» Written problem
Rewrite the data below so that every "benchmark" reads "evaluation set", leaving everything else unchanged.

» Input data
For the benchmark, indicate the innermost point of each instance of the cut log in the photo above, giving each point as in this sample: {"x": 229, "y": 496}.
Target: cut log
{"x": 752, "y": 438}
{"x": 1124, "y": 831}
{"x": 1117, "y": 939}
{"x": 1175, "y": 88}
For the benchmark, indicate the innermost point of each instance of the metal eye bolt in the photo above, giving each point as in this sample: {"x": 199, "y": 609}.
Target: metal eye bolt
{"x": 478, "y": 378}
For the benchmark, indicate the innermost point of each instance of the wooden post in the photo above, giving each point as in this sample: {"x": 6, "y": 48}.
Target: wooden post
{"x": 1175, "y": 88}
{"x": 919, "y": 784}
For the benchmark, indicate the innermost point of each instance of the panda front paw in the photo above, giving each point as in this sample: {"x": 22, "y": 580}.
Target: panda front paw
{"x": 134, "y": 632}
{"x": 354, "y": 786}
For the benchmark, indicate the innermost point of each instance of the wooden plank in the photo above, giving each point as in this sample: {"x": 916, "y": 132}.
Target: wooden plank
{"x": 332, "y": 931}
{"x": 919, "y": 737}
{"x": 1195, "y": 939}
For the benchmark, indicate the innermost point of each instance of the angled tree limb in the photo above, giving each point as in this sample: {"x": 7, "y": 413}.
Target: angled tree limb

» Worked solution
For the evaluation set, indicate the innermost point of each instance of the cut log in the photo above, giving each point as in this sample: {"x": 229, "y": 496}.
Target: cut log
{"x": 752, "y": 438}
{"x": 1124, "y": 831}
{"x": 1117, "y": 939}
{"x": 1175, "y": 88}
For the evaluation set, indicate the innermost point of each instance of the metal eye bolt in the photo above, giving each point as in this sample: {"x": 199, "y": 609}.
Target: metal eye bolt
{"x": 478, "y": 378}
For the evaluation set, indicate the innermost point of each instance of the wooden post in the photo above, giving each point as in this sample: {"x": 6, "y": 48}.
Target: wooden post
{"x": 1175, "y": 88}
{"x": 919, "y": 784}
For the evaluation set, indicate the innermost point of each instance of the panda front paw in the photo above, giving each point as in this sample: {"x": 22, "y": 580}.
Target: panda front paw
{"x": 134, "y": 632}
{"x": 354, "y": 786}
For the evaluation set, indicate the innermost point of each instance of the wooden plank in the photo above, giving each point as in this sample: {"x": 916, "y": 132}.
Target: wooden plank
{"x": 332, "y": 931}
{"x": 919, "y": 737}
{"x": 1195, "y": 939}
For the evaluation set, indicate the innermost point of each instance of the angled tree limb in the photo above, giving each point as in this sample: {"x": 7, "y": 413}.
Target: angled tree limb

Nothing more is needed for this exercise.